____ Data to process
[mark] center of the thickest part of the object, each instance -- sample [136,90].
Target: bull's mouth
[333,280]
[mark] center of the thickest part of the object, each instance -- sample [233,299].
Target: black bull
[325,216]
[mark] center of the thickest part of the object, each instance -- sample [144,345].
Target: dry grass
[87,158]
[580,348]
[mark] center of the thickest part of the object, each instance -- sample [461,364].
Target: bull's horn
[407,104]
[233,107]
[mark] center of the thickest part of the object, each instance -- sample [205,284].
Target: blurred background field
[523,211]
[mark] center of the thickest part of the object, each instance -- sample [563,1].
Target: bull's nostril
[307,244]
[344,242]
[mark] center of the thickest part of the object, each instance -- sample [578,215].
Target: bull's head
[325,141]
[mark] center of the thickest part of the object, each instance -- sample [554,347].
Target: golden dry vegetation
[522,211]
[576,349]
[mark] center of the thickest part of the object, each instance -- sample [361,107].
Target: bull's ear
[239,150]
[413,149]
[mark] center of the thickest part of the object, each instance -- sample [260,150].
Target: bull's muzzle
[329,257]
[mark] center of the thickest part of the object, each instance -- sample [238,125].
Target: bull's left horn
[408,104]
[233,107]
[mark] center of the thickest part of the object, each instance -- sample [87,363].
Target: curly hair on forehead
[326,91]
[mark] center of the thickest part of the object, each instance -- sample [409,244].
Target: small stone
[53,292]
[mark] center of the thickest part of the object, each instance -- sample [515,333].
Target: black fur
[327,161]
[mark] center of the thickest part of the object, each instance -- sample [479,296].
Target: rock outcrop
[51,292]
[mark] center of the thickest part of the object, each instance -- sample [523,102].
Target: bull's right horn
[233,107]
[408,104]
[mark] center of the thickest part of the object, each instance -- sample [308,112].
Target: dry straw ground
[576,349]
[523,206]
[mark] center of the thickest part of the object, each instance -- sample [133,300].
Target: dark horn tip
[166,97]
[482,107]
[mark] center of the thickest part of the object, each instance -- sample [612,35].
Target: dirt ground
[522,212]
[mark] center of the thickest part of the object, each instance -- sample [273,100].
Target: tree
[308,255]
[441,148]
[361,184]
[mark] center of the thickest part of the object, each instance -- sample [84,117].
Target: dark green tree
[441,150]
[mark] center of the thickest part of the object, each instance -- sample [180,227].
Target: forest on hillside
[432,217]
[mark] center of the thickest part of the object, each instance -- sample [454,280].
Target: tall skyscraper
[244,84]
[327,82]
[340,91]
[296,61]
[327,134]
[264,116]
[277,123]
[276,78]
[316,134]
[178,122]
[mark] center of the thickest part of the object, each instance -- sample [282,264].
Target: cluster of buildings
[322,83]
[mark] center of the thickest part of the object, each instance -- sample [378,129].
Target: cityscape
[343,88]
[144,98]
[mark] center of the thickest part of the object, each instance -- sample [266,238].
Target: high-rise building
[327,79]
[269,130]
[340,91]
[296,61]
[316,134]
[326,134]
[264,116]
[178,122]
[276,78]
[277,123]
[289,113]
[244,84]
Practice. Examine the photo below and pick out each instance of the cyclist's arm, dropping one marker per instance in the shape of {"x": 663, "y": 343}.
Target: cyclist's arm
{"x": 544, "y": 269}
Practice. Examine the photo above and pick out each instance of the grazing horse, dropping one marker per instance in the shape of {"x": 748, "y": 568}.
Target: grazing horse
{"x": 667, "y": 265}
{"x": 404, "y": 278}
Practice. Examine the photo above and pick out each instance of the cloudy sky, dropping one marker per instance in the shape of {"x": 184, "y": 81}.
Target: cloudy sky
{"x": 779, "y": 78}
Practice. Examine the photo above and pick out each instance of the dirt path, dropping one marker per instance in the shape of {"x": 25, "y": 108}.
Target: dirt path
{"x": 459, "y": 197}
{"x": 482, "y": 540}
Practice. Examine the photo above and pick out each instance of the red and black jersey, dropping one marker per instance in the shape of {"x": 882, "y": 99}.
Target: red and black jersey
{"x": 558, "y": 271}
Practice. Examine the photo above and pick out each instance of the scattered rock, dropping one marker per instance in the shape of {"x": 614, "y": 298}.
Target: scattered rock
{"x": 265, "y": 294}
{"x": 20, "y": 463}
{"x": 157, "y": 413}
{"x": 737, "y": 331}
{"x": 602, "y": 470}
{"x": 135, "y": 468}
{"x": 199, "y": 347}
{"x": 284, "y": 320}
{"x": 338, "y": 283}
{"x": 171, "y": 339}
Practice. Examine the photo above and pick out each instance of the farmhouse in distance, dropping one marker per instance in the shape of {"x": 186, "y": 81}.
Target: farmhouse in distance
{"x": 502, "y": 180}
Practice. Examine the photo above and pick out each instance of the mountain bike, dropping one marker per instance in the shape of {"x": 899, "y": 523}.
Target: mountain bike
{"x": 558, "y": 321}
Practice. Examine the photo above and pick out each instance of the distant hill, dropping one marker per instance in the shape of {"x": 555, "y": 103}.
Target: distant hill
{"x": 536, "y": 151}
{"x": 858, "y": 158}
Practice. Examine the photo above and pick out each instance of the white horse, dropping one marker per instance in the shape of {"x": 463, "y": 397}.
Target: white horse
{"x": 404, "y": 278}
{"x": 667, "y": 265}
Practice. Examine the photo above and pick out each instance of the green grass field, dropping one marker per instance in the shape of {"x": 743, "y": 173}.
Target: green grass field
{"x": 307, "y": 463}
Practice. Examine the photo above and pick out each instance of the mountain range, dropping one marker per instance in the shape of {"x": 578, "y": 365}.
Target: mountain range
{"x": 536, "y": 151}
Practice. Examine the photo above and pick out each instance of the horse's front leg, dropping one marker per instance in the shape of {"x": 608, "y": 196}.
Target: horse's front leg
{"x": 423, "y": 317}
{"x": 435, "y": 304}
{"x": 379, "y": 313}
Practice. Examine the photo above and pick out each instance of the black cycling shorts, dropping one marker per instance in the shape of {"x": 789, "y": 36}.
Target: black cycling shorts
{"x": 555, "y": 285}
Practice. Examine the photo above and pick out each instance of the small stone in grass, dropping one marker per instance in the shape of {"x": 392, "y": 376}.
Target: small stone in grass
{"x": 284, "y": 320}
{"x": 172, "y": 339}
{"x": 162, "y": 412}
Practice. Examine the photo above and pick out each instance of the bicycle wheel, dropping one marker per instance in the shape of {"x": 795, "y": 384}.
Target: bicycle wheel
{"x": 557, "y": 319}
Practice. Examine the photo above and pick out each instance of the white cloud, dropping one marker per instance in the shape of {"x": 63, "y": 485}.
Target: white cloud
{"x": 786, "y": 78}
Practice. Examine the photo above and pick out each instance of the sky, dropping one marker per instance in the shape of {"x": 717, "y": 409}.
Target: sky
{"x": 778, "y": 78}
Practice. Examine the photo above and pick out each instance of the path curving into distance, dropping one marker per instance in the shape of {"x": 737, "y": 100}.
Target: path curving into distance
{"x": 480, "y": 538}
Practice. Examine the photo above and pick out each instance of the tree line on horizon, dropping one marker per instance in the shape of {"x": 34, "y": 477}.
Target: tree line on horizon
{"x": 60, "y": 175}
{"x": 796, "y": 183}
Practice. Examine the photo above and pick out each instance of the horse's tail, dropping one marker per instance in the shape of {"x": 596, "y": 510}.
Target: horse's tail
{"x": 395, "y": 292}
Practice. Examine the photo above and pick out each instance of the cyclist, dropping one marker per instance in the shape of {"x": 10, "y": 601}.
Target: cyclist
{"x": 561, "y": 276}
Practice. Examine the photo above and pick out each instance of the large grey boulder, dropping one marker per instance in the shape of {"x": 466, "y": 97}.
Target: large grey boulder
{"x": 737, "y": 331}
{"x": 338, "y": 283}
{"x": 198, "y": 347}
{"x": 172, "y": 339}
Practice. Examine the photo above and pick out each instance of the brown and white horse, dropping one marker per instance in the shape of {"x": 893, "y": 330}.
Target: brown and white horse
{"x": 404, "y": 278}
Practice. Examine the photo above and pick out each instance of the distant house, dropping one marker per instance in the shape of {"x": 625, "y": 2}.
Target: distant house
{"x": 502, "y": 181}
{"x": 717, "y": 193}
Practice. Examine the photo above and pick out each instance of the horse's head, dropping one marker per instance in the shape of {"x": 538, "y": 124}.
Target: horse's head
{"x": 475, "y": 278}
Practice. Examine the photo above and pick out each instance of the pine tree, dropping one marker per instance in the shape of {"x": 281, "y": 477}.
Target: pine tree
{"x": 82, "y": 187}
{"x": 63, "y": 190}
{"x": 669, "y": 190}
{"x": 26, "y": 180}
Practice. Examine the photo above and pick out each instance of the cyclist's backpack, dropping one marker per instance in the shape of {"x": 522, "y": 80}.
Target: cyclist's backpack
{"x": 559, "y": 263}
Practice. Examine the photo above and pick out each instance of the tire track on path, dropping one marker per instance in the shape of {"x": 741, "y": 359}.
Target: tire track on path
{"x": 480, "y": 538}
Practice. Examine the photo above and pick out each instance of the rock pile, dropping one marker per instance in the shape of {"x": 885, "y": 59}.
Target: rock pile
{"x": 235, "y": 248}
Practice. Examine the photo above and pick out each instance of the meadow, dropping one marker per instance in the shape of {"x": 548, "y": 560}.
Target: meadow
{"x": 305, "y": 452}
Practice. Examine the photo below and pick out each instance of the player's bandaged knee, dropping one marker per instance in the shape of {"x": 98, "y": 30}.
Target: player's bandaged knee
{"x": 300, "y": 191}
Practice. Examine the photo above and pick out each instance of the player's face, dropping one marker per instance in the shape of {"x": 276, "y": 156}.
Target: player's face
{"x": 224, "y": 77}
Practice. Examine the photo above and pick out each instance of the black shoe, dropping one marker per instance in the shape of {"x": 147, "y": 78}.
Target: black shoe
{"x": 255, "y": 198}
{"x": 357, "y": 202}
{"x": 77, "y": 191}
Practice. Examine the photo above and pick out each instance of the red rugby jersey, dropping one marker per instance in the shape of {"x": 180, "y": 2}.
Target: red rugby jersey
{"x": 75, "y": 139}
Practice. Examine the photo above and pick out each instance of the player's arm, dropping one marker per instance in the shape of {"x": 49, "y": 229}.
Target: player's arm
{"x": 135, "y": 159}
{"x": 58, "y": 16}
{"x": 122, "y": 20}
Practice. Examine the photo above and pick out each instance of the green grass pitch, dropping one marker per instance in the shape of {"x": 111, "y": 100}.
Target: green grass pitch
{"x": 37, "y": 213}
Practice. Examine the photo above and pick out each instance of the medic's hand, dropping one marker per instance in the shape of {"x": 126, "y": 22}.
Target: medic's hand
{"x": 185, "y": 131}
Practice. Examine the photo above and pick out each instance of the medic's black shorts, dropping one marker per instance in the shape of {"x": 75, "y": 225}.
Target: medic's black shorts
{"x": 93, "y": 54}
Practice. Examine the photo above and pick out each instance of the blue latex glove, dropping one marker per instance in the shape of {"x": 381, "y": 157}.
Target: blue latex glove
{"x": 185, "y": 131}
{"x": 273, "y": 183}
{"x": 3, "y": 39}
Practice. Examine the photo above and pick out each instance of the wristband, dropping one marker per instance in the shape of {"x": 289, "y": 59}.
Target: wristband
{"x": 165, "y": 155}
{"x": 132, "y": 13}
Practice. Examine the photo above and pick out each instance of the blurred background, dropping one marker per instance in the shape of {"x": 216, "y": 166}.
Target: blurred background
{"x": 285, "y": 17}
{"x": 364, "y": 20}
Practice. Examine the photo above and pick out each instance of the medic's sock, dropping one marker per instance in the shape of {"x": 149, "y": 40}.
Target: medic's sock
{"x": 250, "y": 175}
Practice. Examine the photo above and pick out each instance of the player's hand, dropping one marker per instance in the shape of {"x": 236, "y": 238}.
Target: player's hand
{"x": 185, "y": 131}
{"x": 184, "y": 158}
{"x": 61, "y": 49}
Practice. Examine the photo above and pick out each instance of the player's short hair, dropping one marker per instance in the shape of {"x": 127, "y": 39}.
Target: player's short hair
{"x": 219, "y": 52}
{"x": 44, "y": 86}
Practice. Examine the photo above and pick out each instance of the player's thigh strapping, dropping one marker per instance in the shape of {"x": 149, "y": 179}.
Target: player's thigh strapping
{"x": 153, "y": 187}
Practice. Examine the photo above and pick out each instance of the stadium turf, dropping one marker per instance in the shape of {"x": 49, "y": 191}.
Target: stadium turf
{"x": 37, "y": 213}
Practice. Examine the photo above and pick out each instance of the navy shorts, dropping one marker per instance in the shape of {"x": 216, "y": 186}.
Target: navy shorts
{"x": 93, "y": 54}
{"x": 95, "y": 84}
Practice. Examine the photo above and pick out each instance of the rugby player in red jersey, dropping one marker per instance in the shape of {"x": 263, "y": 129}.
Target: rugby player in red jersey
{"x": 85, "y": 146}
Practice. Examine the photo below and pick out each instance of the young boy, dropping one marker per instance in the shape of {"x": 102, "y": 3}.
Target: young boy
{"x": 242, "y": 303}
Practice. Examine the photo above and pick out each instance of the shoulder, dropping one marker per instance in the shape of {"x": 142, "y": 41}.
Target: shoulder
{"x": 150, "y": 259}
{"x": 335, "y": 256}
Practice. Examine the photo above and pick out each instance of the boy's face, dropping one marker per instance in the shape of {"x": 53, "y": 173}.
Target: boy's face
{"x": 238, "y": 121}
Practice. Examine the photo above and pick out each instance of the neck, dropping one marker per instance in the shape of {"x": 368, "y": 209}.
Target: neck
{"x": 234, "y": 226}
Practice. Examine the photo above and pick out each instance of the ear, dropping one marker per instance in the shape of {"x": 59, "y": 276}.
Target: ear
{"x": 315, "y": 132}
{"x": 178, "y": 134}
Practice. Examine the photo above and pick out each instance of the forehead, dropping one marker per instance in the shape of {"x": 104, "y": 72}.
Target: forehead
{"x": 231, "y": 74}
________
Nothing but the lines from the one with "of the navy" through the end of the data above should be repeated, each exactly as it stands.

#### Task response
Practice. Examine the photo above and pick out each instance of the navy shorts, dropping one marker per instance in the shape of {"x": 216, "y": 186}.
Target: navy shorts
{"x": 93, "y": 54}
{"x": 95, "y": 84}
Practice. Examine the photo above and pick out each instance of the rugby player in red jersey, dropping one marker per instance in the shape of {"x": 263, "y": 129}.
Target: rugby player in red jersey
{"x": 85, "y": 146}
Practice. Examine the photo below and pick out each instance of the young boy, dropping one marker per instance in the shape of {"x": 102, "y": 3}.
Target: young boy
{"x": 242, "y": 303}
Practice. Examine the photo above and pick out each instance of the shoulder, dropping one marker per instance in the shape of {"x": 142, "y": 41}.
Target: shoulder
{"x": 150, "y": 259}
{"x": 335, "y": 256}
Practice. Examine the photo above and pick out each instance of the boy's face, dropping one marker per instance in the shape of {"x": 53, "y": 173}.
Target: boy's face
{"x": 238, "y": 121}
Practice. Examine the photo above and pick out each instance of the neck, dropping one marker per instance in the shape of {"x": 368, "y": 209}.
Target: neck
{"x": 234, "y": 226}
Practice. Examine the photo above and pick out each instance of the ear, dropping one marker per instance in the shape of {"x": 59, "y": 276}.
Target: ear
{"x": 315, "y": 132}
{"x": 178, "y": 134}
Practice. Examine the photo above and pick out each instance of the forehead, dropping one marker per instance in the shape of {"x": 104, "y": 72}.
Target: forehead
{"x": 231, "y": 74}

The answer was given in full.